--- Data supplied Enclosed Below ---
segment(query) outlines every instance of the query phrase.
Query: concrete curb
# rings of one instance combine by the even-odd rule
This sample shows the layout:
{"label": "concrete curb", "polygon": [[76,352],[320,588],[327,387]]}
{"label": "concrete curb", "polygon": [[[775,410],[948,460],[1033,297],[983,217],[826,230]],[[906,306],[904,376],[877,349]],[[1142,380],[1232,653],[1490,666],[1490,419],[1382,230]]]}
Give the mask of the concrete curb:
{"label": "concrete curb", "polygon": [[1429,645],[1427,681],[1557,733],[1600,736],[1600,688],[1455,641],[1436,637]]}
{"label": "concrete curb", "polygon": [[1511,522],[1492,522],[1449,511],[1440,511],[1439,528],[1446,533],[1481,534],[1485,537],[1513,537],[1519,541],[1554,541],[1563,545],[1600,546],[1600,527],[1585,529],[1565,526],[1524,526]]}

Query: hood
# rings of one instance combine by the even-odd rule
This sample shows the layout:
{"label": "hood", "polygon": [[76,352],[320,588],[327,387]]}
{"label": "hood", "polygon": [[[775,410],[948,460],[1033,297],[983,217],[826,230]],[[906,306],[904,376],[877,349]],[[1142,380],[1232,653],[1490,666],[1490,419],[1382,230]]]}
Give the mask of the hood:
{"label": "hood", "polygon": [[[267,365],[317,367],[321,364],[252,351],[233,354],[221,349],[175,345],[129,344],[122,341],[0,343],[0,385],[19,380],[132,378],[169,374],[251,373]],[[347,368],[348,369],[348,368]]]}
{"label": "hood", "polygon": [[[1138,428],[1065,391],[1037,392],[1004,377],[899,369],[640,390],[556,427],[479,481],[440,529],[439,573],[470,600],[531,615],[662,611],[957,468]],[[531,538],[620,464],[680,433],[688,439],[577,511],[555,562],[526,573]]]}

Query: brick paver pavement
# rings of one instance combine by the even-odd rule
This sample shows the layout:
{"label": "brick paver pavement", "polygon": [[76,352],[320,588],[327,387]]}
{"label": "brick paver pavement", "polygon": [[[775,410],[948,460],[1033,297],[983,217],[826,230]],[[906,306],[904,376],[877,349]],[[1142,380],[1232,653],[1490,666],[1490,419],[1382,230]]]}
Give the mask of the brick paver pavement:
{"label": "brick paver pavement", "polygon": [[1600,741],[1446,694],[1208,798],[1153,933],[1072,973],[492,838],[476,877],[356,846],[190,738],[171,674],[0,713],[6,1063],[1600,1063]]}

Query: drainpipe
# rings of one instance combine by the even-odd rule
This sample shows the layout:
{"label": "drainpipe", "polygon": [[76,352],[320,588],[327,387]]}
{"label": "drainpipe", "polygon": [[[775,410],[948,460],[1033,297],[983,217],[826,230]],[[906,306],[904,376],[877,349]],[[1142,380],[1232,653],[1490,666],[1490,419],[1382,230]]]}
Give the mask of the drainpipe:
--- End of Enclosed Data supplied ---
--- Data supplied Enclosed Below ---
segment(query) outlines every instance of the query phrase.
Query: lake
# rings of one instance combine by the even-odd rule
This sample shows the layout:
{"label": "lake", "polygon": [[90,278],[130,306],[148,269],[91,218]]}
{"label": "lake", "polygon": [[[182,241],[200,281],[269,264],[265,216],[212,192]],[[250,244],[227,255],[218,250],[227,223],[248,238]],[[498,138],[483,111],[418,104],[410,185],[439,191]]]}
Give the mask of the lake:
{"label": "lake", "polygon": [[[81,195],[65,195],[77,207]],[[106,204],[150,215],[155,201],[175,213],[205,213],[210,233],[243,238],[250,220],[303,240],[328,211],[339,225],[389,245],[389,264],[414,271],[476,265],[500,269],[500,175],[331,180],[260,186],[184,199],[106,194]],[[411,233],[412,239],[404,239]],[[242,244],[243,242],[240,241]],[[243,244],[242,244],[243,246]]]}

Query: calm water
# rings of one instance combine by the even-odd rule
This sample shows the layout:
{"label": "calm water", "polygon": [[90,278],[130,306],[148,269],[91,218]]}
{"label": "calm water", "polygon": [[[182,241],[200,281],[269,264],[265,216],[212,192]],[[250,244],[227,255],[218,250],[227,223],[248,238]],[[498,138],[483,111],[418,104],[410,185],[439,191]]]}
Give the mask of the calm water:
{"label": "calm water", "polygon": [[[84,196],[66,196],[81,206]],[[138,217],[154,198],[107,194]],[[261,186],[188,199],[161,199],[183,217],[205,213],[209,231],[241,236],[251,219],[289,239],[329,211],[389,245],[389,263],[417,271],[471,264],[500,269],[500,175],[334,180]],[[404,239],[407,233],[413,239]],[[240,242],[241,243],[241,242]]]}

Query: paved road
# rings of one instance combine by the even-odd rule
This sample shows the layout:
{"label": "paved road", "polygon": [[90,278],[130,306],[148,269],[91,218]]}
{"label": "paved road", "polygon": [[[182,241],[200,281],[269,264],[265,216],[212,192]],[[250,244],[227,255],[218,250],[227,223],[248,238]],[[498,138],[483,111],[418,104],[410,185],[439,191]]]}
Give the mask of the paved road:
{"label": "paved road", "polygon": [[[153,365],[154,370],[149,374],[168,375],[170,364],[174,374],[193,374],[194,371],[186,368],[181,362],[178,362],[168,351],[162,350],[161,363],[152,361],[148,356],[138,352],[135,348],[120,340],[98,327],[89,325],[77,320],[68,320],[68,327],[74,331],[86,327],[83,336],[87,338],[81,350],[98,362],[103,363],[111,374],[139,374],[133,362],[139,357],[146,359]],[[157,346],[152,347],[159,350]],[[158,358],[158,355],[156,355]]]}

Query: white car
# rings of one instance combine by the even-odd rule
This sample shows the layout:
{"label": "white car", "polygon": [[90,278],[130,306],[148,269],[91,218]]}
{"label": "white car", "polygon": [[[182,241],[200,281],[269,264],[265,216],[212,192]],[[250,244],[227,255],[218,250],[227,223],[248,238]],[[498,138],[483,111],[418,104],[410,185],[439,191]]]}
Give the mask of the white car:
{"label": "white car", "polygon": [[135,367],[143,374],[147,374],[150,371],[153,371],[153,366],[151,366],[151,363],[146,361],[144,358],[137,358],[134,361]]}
--- End of Enclosed Data supplied ---
_What needs to be done_
If a line in the material holds "drainpipe", copy it.

_Answer to this task_
Query: drainpipe
{"label": "drainpipe", "polygon": [[76,352],[320,588],[327,387]]}
{"label": "drainpipe", "polygon": [[[775,410],[948,460],[1033,297],[983,217],[826,230]],[[906,306],[904,376],[877,349]],[[1142,380],[1232,653],[1490,666],[1490,419],[1382,230]]]}
Give the mask of the drainpipe:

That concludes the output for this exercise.